[THE RECORDS — start]
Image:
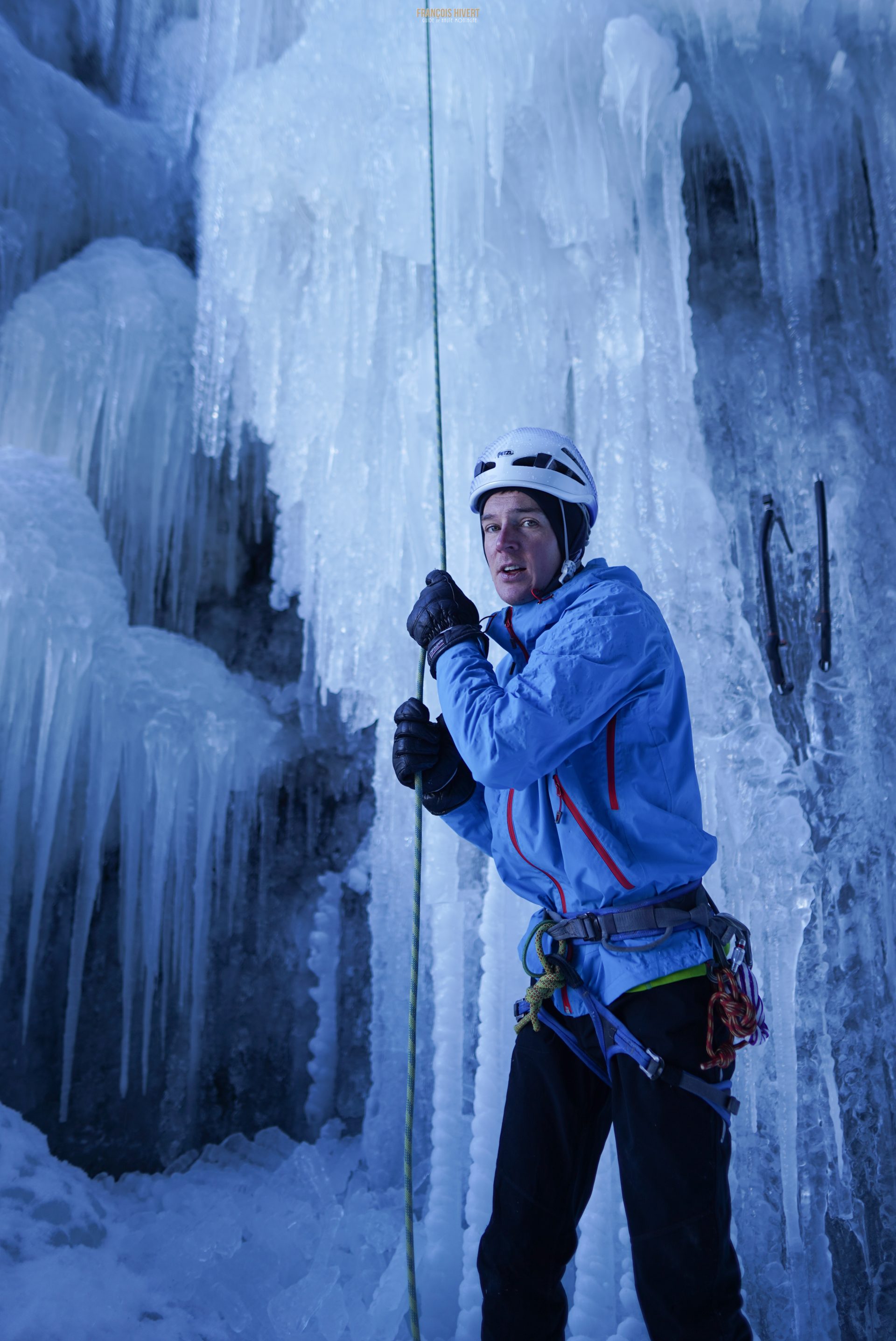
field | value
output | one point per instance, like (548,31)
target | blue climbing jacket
(581,746)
[THE RECORDS — finish]
Omit each picture, then return all of the listing exactly as it stands.

Image:
field | value
output | one point per instance, like (548,31)
target | blue climbing jacket
(581,746)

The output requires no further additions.